**Given problem:** Rewrite the part that opens with the line containing "[trace] shallow clear water -> outlines" and closes with the line containing "88L1 238L425 236L424", replacing "omitted" with "left out" and leaving everything else unchanged.

(Records in a dataset)
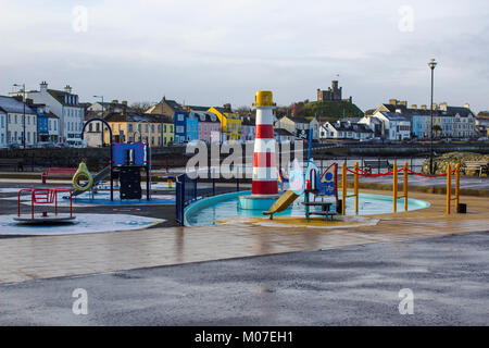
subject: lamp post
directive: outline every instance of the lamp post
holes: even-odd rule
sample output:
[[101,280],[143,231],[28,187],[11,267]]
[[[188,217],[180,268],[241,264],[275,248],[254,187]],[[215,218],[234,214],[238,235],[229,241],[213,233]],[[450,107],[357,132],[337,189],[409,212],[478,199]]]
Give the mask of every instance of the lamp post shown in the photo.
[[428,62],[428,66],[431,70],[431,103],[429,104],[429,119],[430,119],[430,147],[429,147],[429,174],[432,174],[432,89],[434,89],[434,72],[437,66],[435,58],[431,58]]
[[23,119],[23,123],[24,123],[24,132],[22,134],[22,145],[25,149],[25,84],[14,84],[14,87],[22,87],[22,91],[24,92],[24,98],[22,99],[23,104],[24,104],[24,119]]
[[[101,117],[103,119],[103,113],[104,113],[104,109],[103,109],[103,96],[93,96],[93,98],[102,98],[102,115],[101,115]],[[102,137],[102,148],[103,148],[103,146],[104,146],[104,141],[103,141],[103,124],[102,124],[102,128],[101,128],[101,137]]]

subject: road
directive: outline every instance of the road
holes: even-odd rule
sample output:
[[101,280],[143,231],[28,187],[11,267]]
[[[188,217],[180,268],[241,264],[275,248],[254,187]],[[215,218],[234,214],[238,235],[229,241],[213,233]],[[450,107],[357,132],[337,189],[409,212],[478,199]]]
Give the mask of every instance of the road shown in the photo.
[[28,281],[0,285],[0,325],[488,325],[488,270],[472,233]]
---
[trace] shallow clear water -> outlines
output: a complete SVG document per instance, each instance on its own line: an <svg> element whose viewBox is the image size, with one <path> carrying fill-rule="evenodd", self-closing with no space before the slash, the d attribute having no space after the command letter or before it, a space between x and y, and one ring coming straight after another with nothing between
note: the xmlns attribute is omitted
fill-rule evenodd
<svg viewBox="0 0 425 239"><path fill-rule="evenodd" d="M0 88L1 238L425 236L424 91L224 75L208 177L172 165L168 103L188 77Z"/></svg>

**Solution to this problem:**
[trace] shallow clear water -> outlines
output: a complete SVG document per instance, each instance on its own line: an <svg> element whose viewBox is the image size, with one <path> carrying fill-rule="evenodd", self-closing with no space before the slash, the d attribute having no space after the command letter or before it, a space between x and y, and one ring coming straight after another with nothing between
note: the xmlns attribute is left out
fill-rule evenodd
<svg viewBox="0 0 425 239"><path fill-rule="evenodd" d="M0 88L1 238L425 236L424 91L224 75L208 177L172 165L168 103L188 77Z"/></svg>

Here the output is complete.